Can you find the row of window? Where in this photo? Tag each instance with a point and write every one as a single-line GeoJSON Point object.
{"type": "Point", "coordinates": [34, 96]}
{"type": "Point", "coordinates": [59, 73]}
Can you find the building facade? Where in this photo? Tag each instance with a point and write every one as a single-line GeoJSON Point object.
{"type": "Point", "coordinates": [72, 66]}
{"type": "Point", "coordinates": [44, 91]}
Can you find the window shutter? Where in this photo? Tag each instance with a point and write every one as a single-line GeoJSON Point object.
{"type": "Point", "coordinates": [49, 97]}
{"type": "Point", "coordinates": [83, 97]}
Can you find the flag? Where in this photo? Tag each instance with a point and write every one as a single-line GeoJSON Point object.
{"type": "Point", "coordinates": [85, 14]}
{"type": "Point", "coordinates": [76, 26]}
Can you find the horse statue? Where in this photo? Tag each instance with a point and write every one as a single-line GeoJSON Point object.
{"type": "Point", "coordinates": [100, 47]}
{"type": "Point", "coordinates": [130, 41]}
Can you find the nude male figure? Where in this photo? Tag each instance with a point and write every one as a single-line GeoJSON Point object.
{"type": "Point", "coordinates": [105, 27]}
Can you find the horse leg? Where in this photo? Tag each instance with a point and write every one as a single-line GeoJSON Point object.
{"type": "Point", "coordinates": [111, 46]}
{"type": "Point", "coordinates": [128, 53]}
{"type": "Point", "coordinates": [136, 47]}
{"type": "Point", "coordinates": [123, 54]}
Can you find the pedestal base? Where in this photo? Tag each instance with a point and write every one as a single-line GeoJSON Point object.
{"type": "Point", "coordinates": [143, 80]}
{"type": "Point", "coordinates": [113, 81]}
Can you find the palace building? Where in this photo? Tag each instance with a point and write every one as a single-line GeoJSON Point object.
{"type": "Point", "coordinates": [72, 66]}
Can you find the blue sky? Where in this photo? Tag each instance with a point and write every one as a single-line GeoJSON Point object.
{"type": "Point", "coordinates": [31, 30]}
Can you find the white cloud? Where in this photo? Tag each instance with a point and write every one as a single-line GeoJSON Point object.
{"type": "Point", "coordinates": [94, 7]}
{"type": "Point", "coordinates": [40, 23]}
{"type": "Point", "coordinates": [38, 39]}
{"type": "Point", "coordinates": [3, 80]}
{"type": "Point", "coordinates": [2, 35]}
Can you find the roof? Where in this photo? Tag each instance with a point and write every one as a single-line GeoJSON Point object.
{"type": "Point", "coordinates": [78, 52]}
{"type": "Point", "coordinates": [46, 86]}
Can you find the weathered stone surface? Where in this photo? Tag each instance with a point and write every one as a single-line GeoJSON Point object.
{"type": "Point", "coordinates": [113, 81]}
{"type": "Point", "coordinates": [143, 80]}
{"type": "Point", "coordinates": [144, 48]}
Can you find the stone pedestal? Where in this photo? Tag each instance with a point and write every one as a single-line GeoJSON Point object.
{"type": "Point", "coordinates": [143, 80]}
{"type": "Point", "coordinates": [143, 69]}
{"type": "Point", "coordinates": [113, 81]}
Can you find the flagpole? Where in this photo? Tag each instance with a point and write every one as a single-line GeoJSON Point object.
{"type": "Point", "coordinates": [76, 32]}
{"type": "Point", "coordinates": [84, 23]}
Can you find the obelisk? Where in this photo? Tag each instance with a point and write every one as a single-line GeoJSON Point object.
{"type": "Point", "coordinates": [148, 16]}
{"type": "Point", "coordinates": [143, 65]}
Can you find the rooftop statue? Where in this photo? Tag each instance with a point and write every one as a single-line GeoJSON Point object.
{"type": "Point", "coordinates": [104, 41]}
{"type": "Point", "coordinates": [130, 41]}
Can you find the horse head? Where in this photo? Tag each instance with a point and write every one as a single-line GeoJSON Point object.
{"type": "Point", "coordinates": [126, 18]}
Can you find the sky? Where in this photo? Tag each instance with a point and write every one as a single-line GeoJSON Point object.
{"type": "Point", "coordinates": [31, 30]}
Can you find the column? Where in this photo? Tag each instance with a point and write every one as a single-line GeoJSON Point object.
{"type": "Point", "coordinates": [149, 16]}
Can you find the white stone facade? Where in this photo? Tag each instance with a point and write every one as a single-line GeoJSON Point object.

------------

* What the exercise asks *
Convert the data above into a JSON array of strings with one string per line, omitting any blank lines.

* Exercise response *
[
  "Can you find the row of window? Where in this photo? Tag each instance with a point and write every one as a single-line GeoJSON Point object.",
  "{\"type\": \"Point\", \"coordinates\": [34, 96]}",
  "{\"type\": \"Point\", \"coordinates\": [59, 73]}",
  "Can you find the building facade? Where in this photo? Tag each instance with a point and write every one as a single-line GeoJSON Point object.",
  "{\"type\": \"Point\", \"coordinates\": [72, 66]}",
  "{\"type\": \"Point\", \"coordinates\": [44, 91]}",
  "Can you find the window shutter? Where in this photo? Tag each instance with a point and write every one as a single-line GeoJSON Point object.",
  "{\"type\": \"Point\", \"coordinates\": [49, 97]}",
  "{\"type\": \"Point\", \"coordinates\": [83, 97]}",
  "Can you find the flag? Where in this photo? Tag each instance with a point and write every one as a single-line GeoJSON Point object.",
  "{\"type\": \"Point\", \"coordinates\": [85, 14]}",
  "{\"type\": \"Point\", \"coordinates\": [76, 26]}",
  "Can you find the horse statue? Where in this photo? Tag each instance with a point and write every one as a single-line GeoJSON Point object.",
  "{\"type\": \"Point\", \"coordinates\": [100, 47]}",
  "{\"type\": \"Point\", \"coordinates\": [130, 41]}",
  "Can you find the nude male figure? Where in this photo? Tag each instance with a point and write every one as a single-line GeoJSON Point object.",
  "{\"type\": \"Point\", \"coordinates\": [105, 27]}",
  "Can you find the horse leg? Where in this photo? Tag each instance with a point and write every one as a single-line GeoJSON Point object.",
  "{\"type\": \"Point\", \"coordinates\": [111, 46]}",
  "{\"type\": \"Point\", \"coordinates\": [128, 53]}",
  "{\"type\": \"Point\", \"coordinates\": [136, 47]}",
  "{\"type\": \"Point\", \"coordinates\": [123, 54]}",
  "Can you find the pedestal base? Where in this photo? Tag each instance with a point and write every one as a single-line GeoJSON Point object.",
  "{\"type\": \"Point\", \"coordinates\": [143, 80]}",
  "{\"type\": \"Point\", \"coordinates\": [113, 81]}",
  "Can you find the palace building? Where in this photo? Tag each instance with a point and write every one as a single-line GeoJSON Point object.",
  "{\"type\": \"Point\", \"coordinates\": [72, 66]}",
  "Can you find the blue sky? Where in this photo? Tag each instance with a point and write every one as a single-line GeoJSON Point object.",
  "{\"type\": \"Point\", \"coordinates\": [31, 30]}",
  "Can you find the white cloud? Where in this photo? Tag each instance with a point and write every one as a single-line GeoJSON Point object.",
  "{\"type\": \"Point\", \"coordinates\": [94, 7]}",
  "{\"type\": \"Point\", \"coordinates\": [40, 23]}",
  "{\"type\": \"Point\", \"coordinates\": [38, 39]}",
  "{\"type\": \"Point\", \"coordinates\": [3, 80]}",
  "{\"type\": \"Point\", \"coordinates\": [2, 35]}",
  "Can you find the roof? Where in this photo? Tag each instance with a point and write every one as a single-line GeoJSON Point object.",
  "{\"type\": \"Point\", \"coordinates\": [78, 52]}",
  "{\"type\": \"Point\", \"coordinates\": [46, 86]}",
  "Can you find the weathered stone surface? Where in this photo? Tag each instance with a point and write every one as a single-line GeoJSON Point object.",
  "{\"type\": \"Point\", \"coordinates\": [113, 81]}",
  "{\"type\": \"Point\", \"coordinates\": [143, 80]}",
  "{\"type\": \"Point\", \"coordinates\": [144, 48]}",
  "Can you find the stone pedestal? Where in this photo? Tag each instance with a point and write every one as a single-line GeoJSON Point object.",
  "{\"type\": \"Point\", \"coordinates\": [143, 80]}",
  "{\"type\": \"Point\", \"coordinates\": [143, 69]}",
  "{\"type\": \"Point\", \"coordinates\": [113, 81]}",
  "Can you find the flagpole? Where in this photo? Tag each instance with a point and write every one as a single-line GeoJSON Point object.",
  "{\"type\": \"Point\", \"coordinates\": [76, 32]}",
  "{\"type\": \"Point\", \"coordinates\": [84, 23]}",
  "Can you find the obelisk? Where in this photo? Tag each instance with a point and write every one as a single-line GeoJSON Point object.",
  "{\"type\": \"Point\", \"coordinates\": [148, 16]}",
  "{\"type\": \"Point\", \"coordinates\": [143, 65]}",
  "Can you find the rooftop statue? Where in this photo? Tag each instance with a point and write every one as a single-line GeoJSON Point object.",
  "{\"type\": \"Point\", \"coordinates\": [104, 41]}",
  "{\"type\": \"Point\", \"coordinates\": [130, 41]}",
  "Can you find the horse head? Where in this photo? Tag each instance with a point and write every one as a single-line GeoJSON Point object.",
  "{\"type\": \"Point\", \"coordinates\": [126, 18]}",
  "Can you find the sky? Where in this photo? Tag each instance with a point and write every one as a single-line GeoJSON Point object.",
  "{\"type\": \"Point\", \"coordinates\": [31, 30]}",
  "Can you find the column? Where in this photo? Tag each instance with a point and write every one as a single-line GeoJSON Point object.",
  "{\"type\": \"Point\", \"coordinates\": [149, 16]}",
  "Can you find the white stone facade? Where in this photo? Tag each instance with a point and write every one as a single-line GeoJSON Point object."
]